TO DO:
- 1) Please copy the portion of the post about the London riots that begins with the words containing "From my trip" and ends with "where to start.".
- 2) According to the post about the London riots, in what month and year did the WTO Ministerial Conference take place in Seattle?

The London Riots, and Reflections on Seattle’s WTO Protest

Posted on
Aug 9, 2011
Posted in: Random Musings

From my trip to London last spring, in much quieter times.

Like most of you, I’ve been following the news about the riots in London. I’ve seen the photos. I’ve searched through news articles. I’ve poured through the twitter accounts of my friends across the pond, all in an attempt to figure out what the hell is going on over there. And there’s so much I want to say, but I’m not sure where to start.

I’m tempted to begin by yelling at the tribes of young, embittered idiots who are running through the city and destroying everything in their path, like a pack of deranged locusts. Though instead of corn, they’re seeking out electronics. I want to slap some sense in them, and remind them that they are from the country that invented manners (and a healthy disdain at a lack of said manners), and their behavior is completely unacceptable. I hope that in a few days’ time, they’ll look at the burning wreckage of their city, and they’ll understand that they’re the ones who will have to live in it. It’s the societal equivalent of rubbing a dog’s nose in its mess.

Of course, they aren’t the only ones who will have to live with it, and therein lies the problem. Thousands of Londoners who’ve done nothing wrong will have have to deal with it. I’m tempted to call my friends who live over there and make sure they’re alright (though I’m currently on a plane, and can’t really do that. Besides, it’s the middle of the night over there). I want to tell them to stay inside, to draw the curtains of their homes, to take care of themselves. I want to tell them that in the end, it will all be okay – that they’re not alone, that the world is watching, worried about them, and that this, too, shall pass.

Because, to a very small degree, I know what they’re going through. I’ve seen my hometown taken over by idiots and misguided kids. Watched police officers, their faces obscured by riot gear, overwhelmed and exhausted as they try to do their jobs under unprecedented circumstances. I’ve seen bad decisions made by everyone involved.

My tale of a city under siege took place in November of 1999, when I was 19, and a sophomore in college. The WTO Ministerial Conference took place in Seattle, and with it, came riots and tear gas. My city was unrecognizable. I had headed downtown with my then-boyfriend in tow – a leather-jacket wearing, guitar-playing, tattooed and pierced young man who was all kinds of wrong for me. But I was 19, and doing lots of misguided things (including chopping off my hair and wearing cargo pants) so he wasn’t a particularly big mistake in the grand scheme of things. Besides, he was cute.

STORED RECORDS:
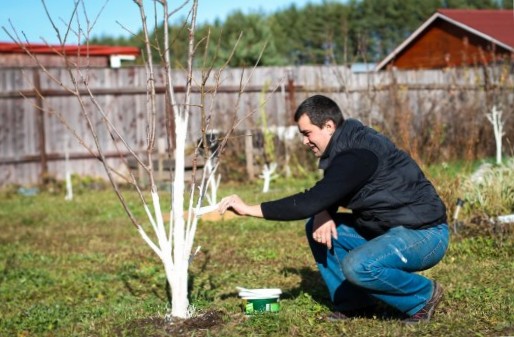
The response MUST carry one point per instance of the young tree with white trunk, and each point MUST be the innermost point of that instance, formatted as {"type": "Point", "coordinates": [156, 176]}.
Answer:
{"type": "Point", "coordinates": [172, 241]}
{"type": "Point", "coordinates": [495, 117]}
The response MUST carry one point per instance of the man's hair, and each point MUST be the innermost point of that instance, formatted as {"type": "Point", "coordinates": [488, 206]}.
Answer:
{"type": "Point", "coordinates": [320, 109]}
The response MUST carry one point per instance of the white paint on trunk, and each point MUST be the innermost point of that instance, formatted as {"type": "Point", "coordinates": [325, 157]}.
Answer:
{"type": "Point", "coordinates": [495, 118]}
{"type": "Point", "coordinates": [267, 175]}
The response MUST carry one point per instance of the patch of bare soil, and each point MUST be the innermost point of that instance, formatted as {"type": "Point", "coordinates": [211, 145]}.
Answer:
{"type": "Point", "coordinates": [158, 326]}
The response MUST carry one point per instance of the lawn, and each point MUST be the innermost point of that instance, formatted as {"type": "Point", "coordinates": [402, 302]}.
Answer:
{"type": "Point", "coordinates": [79, 268]}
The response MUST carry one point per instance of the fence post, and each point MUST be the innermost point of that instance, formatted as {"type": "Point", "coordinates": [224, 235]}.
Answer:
{"type": "Point", "coordinates": [40, 126]}
{"type": "Point", "coordinates": [291, 95]}
{"type": "Point", "coordinates": [249, 154]}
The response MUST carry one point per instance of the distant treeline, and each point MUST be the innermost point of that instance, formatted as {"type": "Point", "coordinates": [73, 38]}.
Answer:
{"type": "Point", "coordinates": [331, 32]}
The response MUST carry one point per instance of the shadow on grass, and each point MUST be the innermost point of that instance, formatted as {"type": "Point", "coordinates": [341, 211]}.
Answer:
{"type": "Point", "coordinates": [311, 283]}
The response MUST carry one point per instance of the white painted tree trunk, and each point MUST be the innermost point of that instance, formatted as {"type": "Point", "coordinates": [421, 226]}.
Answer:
{"type": "Point", "coordinates": [495, 117]}
{"type": "Point", "coordinates": [67, 171]}
{"type": "Point", "coordinates": [267, 175]}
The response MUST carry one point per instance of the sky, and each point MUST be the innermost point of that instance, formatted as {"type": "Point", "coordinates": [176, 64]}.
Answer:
{"type": "Point", "coordinates": [28, 16]}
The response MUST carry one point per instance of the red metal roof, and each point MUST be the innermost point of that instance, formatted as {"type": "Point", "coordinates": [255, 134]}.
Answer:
{"type": "Point", "coordinates": [82, 50]}
{"type": "Point", "coordinates": [497, 24]}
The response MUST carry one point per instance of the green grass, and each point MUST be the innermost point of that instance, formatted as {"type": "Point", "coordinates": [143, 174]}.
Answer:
{"type": "Point", "coordinates": [80, 269]}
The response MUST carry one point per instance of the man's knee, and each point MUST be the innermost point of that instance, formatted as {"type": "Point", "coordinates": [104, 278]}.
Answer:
{"type": "Point", "coordinates": [308, 227]}
{"type": "Point", "coordinates": [358, 269]}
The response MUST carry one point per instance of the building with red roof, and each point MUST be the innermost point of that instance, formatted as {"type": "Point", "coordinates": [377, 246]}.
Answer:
{"type": "Point", "coordinates": [456, 37]}
{"type": "Point", "coordinates": [22, 55]}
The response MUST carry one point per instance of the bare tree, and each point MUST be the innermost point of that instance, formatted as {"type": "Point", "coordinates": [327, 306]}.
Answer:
{"type": "Point", "coordinates": [172, 241]}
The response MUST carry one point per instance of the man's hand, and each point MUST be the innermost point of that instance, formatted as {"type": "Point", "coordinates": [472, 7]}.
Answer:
{"type": "Point", "coordinates": [324, 229]}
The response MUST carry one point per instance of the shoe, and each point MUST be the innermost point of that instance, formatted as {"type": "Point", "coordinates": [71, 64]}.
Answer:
{"type": "Point", "coordinates": [425, 314]}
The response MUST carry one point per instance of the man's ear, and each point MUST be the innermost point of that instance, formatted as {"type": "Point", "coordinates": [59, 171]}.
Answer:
{"type": "Point", "coordinates": [330, 125]}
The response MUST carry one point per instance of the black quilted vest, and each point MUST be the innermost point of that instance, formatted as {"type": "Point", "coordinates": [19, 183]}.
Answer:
{"type": "Point", "coordinates": [398, 194]}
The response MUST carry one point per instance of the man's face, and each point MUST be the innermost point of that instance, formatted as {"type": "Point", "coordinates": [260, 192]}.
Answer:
{"type": "Point", "coordinates": [313, 136]}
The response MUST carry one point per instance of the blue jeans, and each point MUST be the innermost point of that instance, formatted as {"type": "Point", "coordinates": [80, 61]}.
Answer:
{"type": "Point", "coordinates": [358, 271]}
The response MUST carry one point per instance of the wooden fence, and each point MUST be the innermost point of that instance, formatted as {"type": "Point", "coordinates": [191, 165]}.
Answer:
{"type": "Point", "coordinates": [34, 141]}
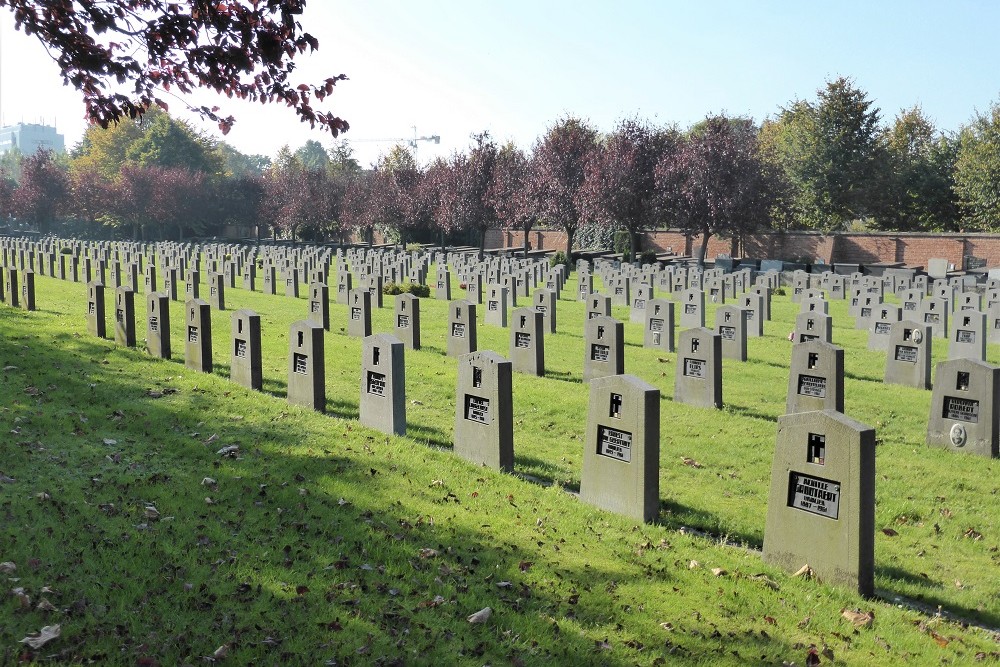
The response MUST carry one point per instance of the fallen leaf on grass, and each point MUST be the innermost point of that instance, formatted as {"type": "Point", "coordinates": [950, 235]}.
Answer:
{"type": "Point", "coordinates": [45, 635]}
{"type": "Point", "coordinates": [480, 616]}
{"type": "Point", "coordinates": [859, 619]}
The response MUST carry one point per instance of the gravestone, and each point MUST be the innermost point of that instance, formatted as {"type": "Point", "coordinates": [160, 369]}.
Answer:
{"type": "Point", "coordinates": [496, 305]}
{"type": "Point", "coordinates": [934, 311]}
{"type": "Point", "coordinates": [880, 325]}
{"type": "Point", "coordinates": [816, 378]}
{"type": "Point", "coordinates": [527, 341]}
{"type": "Point", "coordinates": [461, 328]}
{"type": "Point", "coordinates": [544, 301]}
{"type": "Point", "coordinates": [731, 325]}
{"type": "Point", "coordinates": [125, 316]}
{"type": "Point", "coordinates": [692, 304]}
{"type": "Point", "coordinates": [245, 366]}
{"type": "Point", "coordinates": [604, 347]}
{"type": "Point", "coordinates": [621, 457]}
{"type": "Point", "coordinates": [659, 327]}
{"type": "Point", "coordinates": [28, 290]}
{"type": "Point", "coordinates": [968, 336]}
{"type": "Point", "coordinates": [484, 411]}
{"type": "Point", "coordinates": [383, 385]}
{"type": "Point", "coordinates": [96, 322]}
{"type": "Point", "coordinates": [698, 378]}
{"type": "Point", "coordinates": [598, 305]}
{"type": "Point", "coordinates": [198, 335]}
{"type": "Point", "coordinates": [407, 326]}
{"type": "Point", "coordinates": [963, 407]}
{"type": "Point", "coordinates": [359, 313]}
{"type": "Point", "coordinates": [217, 291]}
{"type": "Point", "coordinates": [307, 365]}
{"type": "Point", "coordinates": [908, 361]}
{"type": "Point", "coordinates": [158, 325]}
{"type": "Point", "coordinates": [821, 506]}
{"type": "Point", "coordinates": [319, 304]}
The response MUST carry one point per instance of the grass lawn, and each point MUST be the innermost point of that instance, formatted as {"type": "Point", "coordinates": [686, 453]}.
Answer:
{"type": "Point", "coordinates": [322, 542]}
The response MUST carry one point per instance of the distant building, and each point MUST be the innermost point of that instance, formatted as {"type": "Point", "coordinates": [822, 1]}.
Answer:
{"type": "Point", "coordinates": [31, 137]}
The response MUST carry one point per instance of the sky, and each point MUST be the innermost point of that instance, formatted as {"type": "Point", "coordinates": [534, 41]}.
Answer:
{"type": "Point", "coordinates": [453, 68]}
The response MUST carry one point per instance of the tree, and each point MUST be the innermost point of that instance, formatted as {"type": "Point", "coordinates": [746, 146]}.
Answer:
{"type": "Point", "coordinates": [42, 191]}
{"type": "Point", "coordinates": [977, 171]}
{"type": "Point", "coordinates": [832, 155]}
{"type": "Point", "coordinates": [559, 168]}
{"type": "Point", "coordinates": [919, 187]}
{"type": "Point", "coordinates": [716, 182]}
{"type": "Point", "coordinates": [620, 183]}
{"type": "Point", "coordinates": [237, 49]}
{"type": "Point", "coordinates": [510, 192]}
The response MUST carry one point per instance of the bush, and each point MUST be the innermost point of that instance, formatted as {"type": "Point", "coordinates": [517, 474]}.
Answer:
{"type": "Point", "coordinates": [406, 288]}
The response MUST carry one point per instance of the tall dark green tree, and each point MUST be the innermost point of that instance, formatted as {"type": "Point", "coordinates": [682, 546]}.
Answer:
{"type": "Point", "coordinates": [977, 171]}
{"type": "Point", "coordinates": [832, 153]}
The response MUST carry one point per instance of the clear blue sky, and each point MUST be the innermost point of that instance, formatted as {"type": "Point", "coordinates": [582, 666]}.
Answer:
{"type": "Point", "coordinates": [454, 67]}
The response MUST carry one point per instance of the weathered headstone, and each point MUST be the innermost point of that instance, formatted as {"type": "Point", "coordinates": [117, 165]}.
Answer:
{"type": "Point", "coordinates": [484, 411]}
{"type": "Point", "coordinates": [698, 379]}
{"type": "Point", "coordinates": [621, 457]}
{"type": "Point", "coordinates": [968, 336]}
{"type": "Point", "coordinates": [821, 507]}
{"type": "Point", "coordinates": [908, 361]}
{"type": "Point", "coordinates": [527, 341]}
{"type": "Point", "coordinates": [359, 313]}
{"type": "Point", "coordinates": [96, 322]}
{"type": "Point", "coordinates": [383, 380]}
{"type": "Point", "coordinates": [659, 327]}
{"type": "Point", "coordinates": [963, 407]}
{"type": "Point", "coordinates": [198, 335]}
{"type": "Point", "coordinates": [407, 326]}
{"type": "Point", "coordinates": [307, 365]}
{"type": "Point", "coordinates": [816, 378]}
{"type": "Point", "coordinates": [604, 347]}
{"type": "Point", "coordinates": [245, 366]}
{"type": "Point", "coordinates": [158, 325]}
{"type": "Point", "coordinates": [461, 328]}
{"type": "Point", "coordinates": [125, 316]}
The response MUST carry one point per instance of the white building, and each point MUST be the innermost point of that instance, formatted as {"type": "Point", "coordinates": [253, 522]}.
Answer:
{"type": "Point", "coordinates": [31, 137]}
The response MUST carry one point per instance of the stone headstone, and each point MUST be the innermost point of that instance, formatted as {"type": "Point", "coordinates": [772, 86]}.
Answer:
{"type": "Point", "coordinates": [963, 407]}
{"type": "Point", "coordinates": [96, 320]}
{"type": "Point", "coordinates": [968, 336]}
{"type": "Point", "coordinates": [383, 384]}
{"type": "Point", "coordinates": [125, 316]}
{"type": "Point", "coordinates": [198, 335]}
{"type": "Point", "coordinates": [658, 332]}
{"type": "Point", "coordinates": [484, 411]}
{"type": "Point", "coordinates": [821, 507]}
{"type": "Point", "coordinates": [698, 379]}
{"type": "Point", "coordinates": [816, 378]}
{"type": "Point", "coordinates": [307, 365]}
{"type": "Point", "coordinates": [527, 341]}
{"type": "Point", "coordinates": [407, 320]}
{"type": "Point", "coordinates": [245, 366]}
{"type": "Point", "coordinates": [908, 359]}
{"type": "Point", "coordinates": [604, 347]}
{"type": "Point", "coordinates": [158, 325]}
{"type": "Point", "coordinates": [461, 328]}
{"type": "Point", "coordinates": [621, 458]}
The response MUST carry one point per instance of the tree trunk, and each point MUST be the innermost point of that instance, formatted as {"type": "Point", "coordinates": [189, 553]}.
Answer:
{"type": "Point", "coordinates": [704, 248]}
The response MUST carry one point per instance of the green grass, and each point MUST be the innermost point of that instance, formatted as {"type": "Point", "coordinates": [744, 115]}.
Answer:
{"type": "Point", "coordinates": [312, 544]}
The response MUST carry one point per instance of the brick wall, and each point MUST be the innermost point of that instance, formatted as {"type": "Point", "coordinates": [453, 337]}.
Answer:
{"type": "Point", "coordinates": [910, 249]}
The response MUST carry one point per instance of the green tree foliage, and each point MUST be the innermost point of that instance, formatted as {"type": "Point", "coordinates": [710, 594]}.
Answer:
{"type": "Point", "coordinates": [977, 171]}
{"type": "Point", "coordinates": [918, 188]}
{"type": "Point", "coordinates": [832, 154]}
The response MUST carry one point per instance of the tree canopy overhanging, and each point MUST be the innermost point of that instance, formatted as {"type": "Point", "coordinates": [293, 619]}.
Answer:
{"type": "Point", "coordinates": [125, 56]}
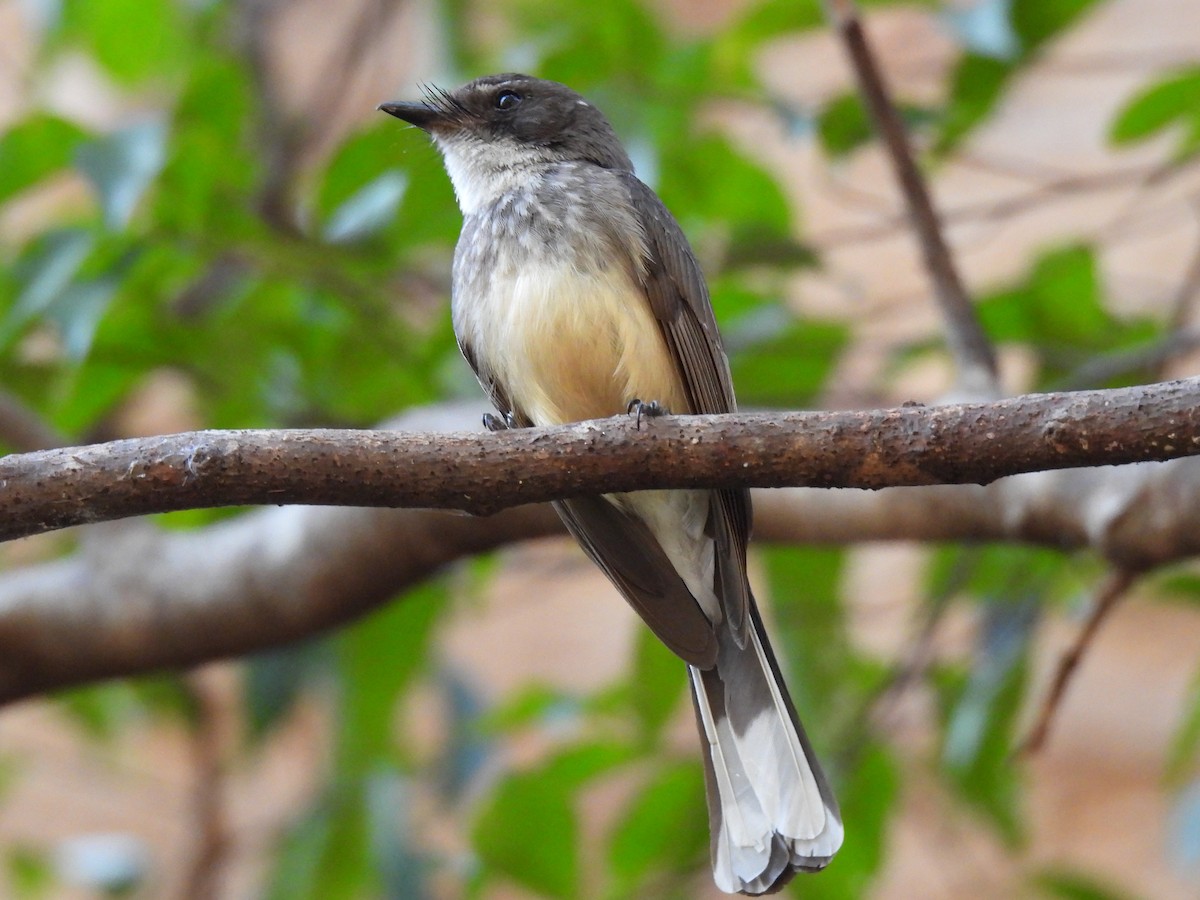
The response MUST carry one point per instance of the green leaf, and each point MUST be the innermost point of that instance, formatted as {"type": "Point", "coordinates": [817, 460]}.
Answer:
{"type": "Point", "coordinates": [34, 149]}
{"type": "Point", "coordinates": [709, 181]}
{"type": "Point", "coordinates": [977, 748]}
{"type": "Point", "coordinates": [1038, 22]}
{"type": "Point", "coordinates": [1185, 745]}
{"type": "Point", "coordinates": [377, 659]}
{"type": "Point", "coordinates": [810, 629]}
{"type": "Point", "coordinates": [529, 832]}
{"type": "Point", "coordinates": [657, 684]}
{"type": "Point", "coordinates": [1174, 101]}
{"type": "Point", "coordinates": [273, 682]}
{"type": "Point", "coordinates": [1059, 310]}
{"type": "Point", "coordinates": [1074, 886]}
{"type": "Point", "coordinates": [781, 363]}
{"type": "Point", "coordinates": [369, 210]}
{"type": "Point", "coordinates": [43, 275]}
{"type": "Point", "coordinates": [526, 707]}
{"type": "Point", "coordinates": [121, 166]}
{"type": "Point", "coordinates": [30, 874]}
{"type": "Point", "coordinates": [976, 87]}
{"type": "Point", "coordinates": [663, 829]}
{"type": "Point", "coordinates": [132, 40]}
{"type": "Point", "coordinates": [843, 125]}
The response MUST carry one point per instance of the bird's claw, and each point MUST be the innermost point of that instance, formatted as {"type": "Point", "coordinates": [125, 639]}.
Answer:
{"type": "Point", "coordinates": [651, 409]}
{"type": "Point", "coordinates": [499, 423]}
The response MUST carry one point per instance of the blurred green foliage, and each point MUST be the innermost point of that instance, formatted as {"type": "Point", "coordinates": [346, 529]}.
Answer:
{"type": "Point", "coordinates": [313, 293]}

SOLUTION LIST:
- 1)
From my trip to London last spring, in much quieter times.

Like most of you, I’ve been following the news about the riots in London. I’ve seen the photos. I’ve searched through news articles. I’ve poured through the twitter accounts of my friends across the pond, all in an attempt to figure out what the hell is going on over there. And there’s so much I want to say, but I’m not sure where to start.

- 2) November of 1999